Segmentation annotation records:
────────────────────────────────────────

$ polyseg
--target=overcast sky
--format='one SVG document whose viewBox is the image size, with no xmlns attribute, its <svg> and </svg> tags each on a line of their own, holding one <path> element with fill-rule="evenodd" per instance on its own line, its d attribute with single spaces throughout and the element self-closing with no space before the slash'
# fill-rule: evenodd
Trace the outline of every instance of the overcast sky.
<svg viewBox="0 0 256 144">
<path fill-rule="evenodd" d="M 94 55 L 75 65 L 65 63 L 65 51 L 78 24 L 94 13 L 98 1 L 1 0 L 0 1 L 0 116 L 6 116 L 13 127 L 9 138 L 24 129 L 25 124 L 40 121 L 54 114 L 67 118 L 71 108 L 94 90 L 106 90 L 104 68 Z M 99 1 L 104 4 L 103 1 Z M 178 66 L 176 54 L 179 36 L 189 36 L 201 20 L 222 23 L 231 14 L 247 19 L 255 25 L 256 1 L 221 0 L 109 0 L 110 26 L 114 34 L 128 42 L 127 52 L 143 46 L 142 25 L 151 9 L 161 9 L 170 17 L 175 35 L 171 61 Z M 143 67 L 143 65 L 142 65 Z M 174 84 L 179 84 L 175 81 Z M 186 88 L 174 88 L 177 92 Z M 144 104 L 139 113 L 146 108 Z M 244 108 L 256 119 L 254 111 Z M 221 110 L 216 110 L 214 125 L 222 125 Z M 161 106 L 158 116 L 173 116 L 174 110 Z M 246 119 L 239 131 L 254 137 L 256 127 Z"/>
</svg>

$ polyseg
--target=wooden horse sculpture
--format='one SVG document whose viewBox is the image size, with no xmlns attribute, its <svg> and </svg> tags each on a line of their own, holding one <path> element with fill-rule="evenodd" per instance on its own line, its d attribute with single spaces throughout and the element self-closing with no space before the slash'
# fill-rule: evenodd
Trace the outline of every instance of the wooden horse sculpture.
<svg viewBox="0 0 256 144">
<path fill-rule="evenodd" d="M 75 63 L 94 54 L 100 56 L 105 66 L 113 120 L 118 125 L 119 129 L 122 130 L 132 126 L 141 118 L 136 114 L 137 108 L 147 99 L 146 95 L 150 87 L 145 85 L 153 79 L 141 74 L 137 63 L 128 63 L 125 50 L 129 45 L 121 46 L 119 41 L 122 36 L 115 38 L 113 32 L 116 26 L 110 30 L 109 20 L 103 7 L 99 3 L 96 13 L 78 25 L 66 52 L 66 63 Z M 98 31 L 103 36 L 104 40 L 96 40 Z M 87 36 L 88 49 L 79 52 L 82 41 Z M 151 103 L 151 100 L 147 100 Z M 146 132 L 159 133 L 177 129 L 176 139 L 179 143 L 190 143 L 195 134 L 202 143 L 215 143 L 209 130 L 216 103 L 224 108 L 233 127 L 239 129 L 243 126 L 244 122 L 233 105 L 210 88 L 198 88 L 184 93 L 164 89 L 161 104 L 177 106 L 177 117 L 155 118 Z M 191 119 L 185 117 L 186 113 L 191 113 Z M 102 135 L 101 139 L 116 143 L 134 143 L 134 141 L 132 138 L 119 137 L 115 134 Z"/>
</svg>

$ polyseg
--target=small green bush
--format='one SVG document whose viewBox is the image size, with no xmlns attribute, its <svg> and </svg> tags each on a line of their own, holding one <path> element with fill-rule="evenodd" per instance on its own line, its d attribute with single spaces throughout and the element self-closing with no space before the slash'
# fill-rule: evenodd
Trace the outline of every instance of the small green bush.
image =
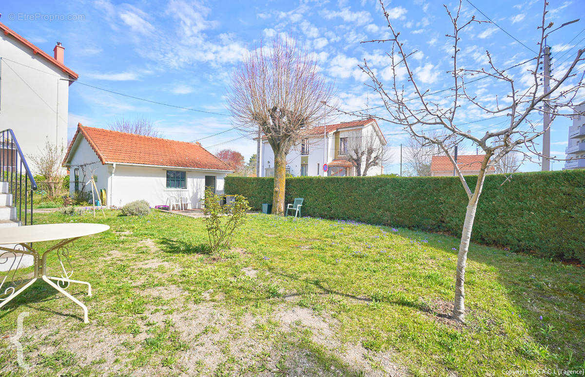
<svg viewBox="0 0 585 377">
<path fill-rule="evenodd" d="M 209 188 L 204 198 L 204 222 L 209 236 L 209 247 L 214 253 L 229 246 L 229 239 L 238 227 L 246 221 L 246 212 L 250 210 L 248 200 L 236 195 L 232 203 L 221 204 L 225 195 L 217 195 Z"/>
<path fill-rule="evenodd" d="M 143 216 L 150 213 L 150 206 L 146 200 L 135 200 L 122 207 L 125 216 Z"/>
</svg>

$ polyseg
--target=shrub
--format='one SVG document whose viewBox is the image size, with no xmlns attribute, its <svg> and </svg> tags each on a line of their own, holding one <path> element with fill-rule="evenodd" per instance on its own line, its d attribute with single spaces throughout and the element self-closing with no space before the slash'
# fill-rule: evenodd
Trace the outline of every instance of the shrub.
<svg viewBox="0 0 585 377">
<path fill-rule="evenodd" d="M 236 195 L 232 203 L 221 204 L 225 195 L 217 195 L 209 189 L 204 198 L 204 222 L 207 229 L 209 247 L 214 253 L 229 246 L 229 240 L 236 229 L 246 221 L 246 212 L 250 210 L 248 200 Z"/>
<path fill-rule="evenodd" d="M 150 213 L 150 205 L 146 200 L 135 200 L 122 207 L 122 214 L 125 216 L 143 216 Z"/>
<path fill-rule="evenodd" d="M 466 179 L 473 187 L 476 177 Z M 512 251 L 585 262 L 585 170 L 488 175 L 472 240 Z M 270 178 L 229 177 L 226 192 L 252 206 L 272 202 Z M 467 198 L 456 177 L 295 177 L 285 199 L 304 215 L 461 235 Z"/>
<path fill-rule="evenodd" d="M 59 209 L 59 213 L 72 216 L 74 215 L 81 215 L 83 212 L 81 209 L 75 209 L 73 206 L 66 206 Z"/>
</svg>

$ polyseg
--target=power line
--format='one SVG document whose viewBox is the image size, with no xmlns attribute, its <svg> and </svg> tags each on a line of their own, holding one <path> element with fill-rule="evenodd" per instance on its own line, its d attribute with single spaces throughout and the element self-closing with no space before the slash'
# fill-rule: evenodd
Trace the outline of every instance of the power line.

────────────────────────────────────────

→ **Work to be completed**: Return the listing above word for word, with the pictures removed.

→ **Result**:
$ polyseg
--target=overcast sky
--format='one SVG document whose viewBox is the image size, with no xmlns attribute, its <svg> and </svg> tags each on a line of their own, holding one <path> element with fill-rule="evenodd" per instance on its own line, its d attribute with single spaces throughout and the element self-closing with no space before the slash'
# fill-rule: evenodd
Trace the outline of every instance of the overcast sky.
<svg viewBox="0 0 256 144">
<path fill-rule="evenodd" d="M 94 55 L 75 65 L 65 63 L 65 51 L 78 24 L 94 13 L 98 1 L 1 0 L 0 1 L 0 116 L 6 116 L 13 127 L 9 138 L 24 129 L 25 124 L 40 121 L 54 114 L 67 118 L 71 108 L 94 90 L 106 90 L 104 68 Z M 99 1 L 104 4 L 103 1 Z M 178 66 L 176 54 L 179 36 L 189 36 L 201 20 L 222 23 L 231 14 L 247 19 L 255 25 L 256 1 L 221 0 L 109 0 L 110 26 L 114 34 L 128 42 L 127 52 L 143 46 L 142 25 L 151 9 L 161 9 L 170 17 L 175 35 L 171 61 Z M 143 67 L 143 65 L 142 65 Z M 174 84 L 179 84 L 175 81 Z M 186 88 L 174 88 L 177 92 Z M 144 104 L 139 113 L 146 108 Z M 244 108 L 256 119 L 254 111 Z M 221 110 L 216 110 L 214 125 L 222 125 Z M 161 106 L 158 116 L 173 116 L 174 110 Z M 246 119 L 239 131 L 254 137 L 256 127 Z"/>
</svg>

$ polyseg
--target=wooden horse sculpture
--format='one SVG document whose viewBox is the image size, with no xmlns attribute, its <svg> and </svg> tags each on a line of their own, holding one <path> element with fill-rule="evenodd" per instance on its own line, its d attribute with single spaces throughout and the element self-closing with no space before the slash'
# fill-rule: evenodd
Trace the outline of every instance of the wooden horse sculpture.
<svg viewBox="0 0 256 144">
<path fill-rule="evenodd" d="M 75 63 L 94 54 L 100 56 L 105 66 L 113 120 L 118 125 L 119 129 L 122 130 L 132 126 L 141 118 L 136 114 L 137 108 L 147 99 L 146 95 L 150 87 L 145 85 L 153 79 L 141 74 L 137 63 L 128 63 L 125 50 L 129 45 L 121 46 L 119 41 L 122 36 L 115 38 L 113 32 L 116 26 L 110 30 L 109 20 L 103 7 L 99 3 L 96 13 L 78 25 L 66 52 L 66 63 Z M 98 31 L 103 36 L 104 40 L 96 40 Z M 87 36 L 88 49 L 79 52 L 82 41 Z M 151 103 L 151 100 L 147 100 Z M 146 132 L 159 133 L 177 129 L 176 139 L 179 143 L 190 143 L 195 134 L 202 143 L 215 143 L 209 130 L 216 103 L 224 108 L 233 127 L 239 129 L 243 126 L 244 122 L 233 105 L 210 88 L 198 88 L 184 93 L 164 89 L 161 104 L 177 106 L 177 117 L 155 118 Z M 191 119 L 185 117 L 186 113 L 191 113 Z M 102 135 L 101 139 L 116 143 L 134 143 L 134 141 L 132 138 L 119 137 L 115 134 Z"/>
</svg>

$ polyseg
--target=small green bush
--format='one SVG document whose viewBox is the image size, with no xmlns attribute, its <svg> and </svg> tags each on a line of their own, holding one <path> element with fill-rule="evenodd" per instance on its own line, its d attribute with single spaces throughout and the element self-closing with no space before the slash'
# fill-rule: evenodd
Trace the outline of every instance of the small green bush.
image =
<svg viewBox="0 0 585 377">
<path fill-rule="evenodd" d="M 209 188 L 204 198 L 204 222 L 209 236 L 209 247 L 214 253 L 229 246 L 229 239 L 238 227 L 246 221 L 246 212 L 250 210 L 248 200 L 236 195 L 232 203 L 221 204 L 225 195 L 217 195 Z"/>
<path fill-rule="evenodd" d="M 143 216 L 150 213 L 150 206 L 146 200 L 135 200 L 122 207 L 125 216 Z"/>
</svg>

$ polyseg
--target=shrub
--format='one SVG document whose viewBox is the image size, with no xmlns attribute, its <svg> and </svg> tags each on a line of their own, holding one <path> element with fill-rule="evenodd" per instance on its own line, its d attribute with single spaces throughout and the element self-closing with no space before the slash'
# fill-rule: evenodd
Trace the outline of every instance of the shrub.
<svg viewBox="0 0 585 377">
<path fill-rule="evenodd" d="M 236 195 L 232 203 L 221 204 L 225 195 L 217 195 L 209 189 L 204 198 L 204 222 L 207 229 L 209 247 L 214 253 L 229 246 L 229 240 L 236 229 L 246 221 L 246 212 L 250 210 L 248 200 Z"/>
<path fill-rule="evenodd" d="M 150 213 L 150 205 L 146 200 L 135 200 L 122 207 L 122 214 L 125 216 L 143 216 Z"/>
<path fill-rule="evenodd" d="M 466 179 L 473 187 L 476 177 Z M 512 251 L 585 262 L 585 170 L 488 175 L 472 240 Z M 270 178 L 229 177 L 226 192 L 252 206 L 272 202 Z M 467 198 L 456 177 L 295 177 L 285 199 L 304 215 L 461 235 Z"/>
<path fill-rule="evenodd" d="M 59 209 L 59 213 L 72 216 L 74 215 L 81 215 L 83 212 L 81 209 L 75 209 L 73 206 L 66 206 Z"/>
</svg>

$ polyseg
--target=power line
--format='one SVG document whose viewBox is the image size, with no xmlns attribute, its <svg> and </svg> tags each on a line of their own, holding one <path> element with fill-rule="evenodd" per instance on its own line, its d attribute with single spaces throughout and the element self-closing with no space before the slash'
# fill-rule: evenodd
Trace the outline of every instance of the power line.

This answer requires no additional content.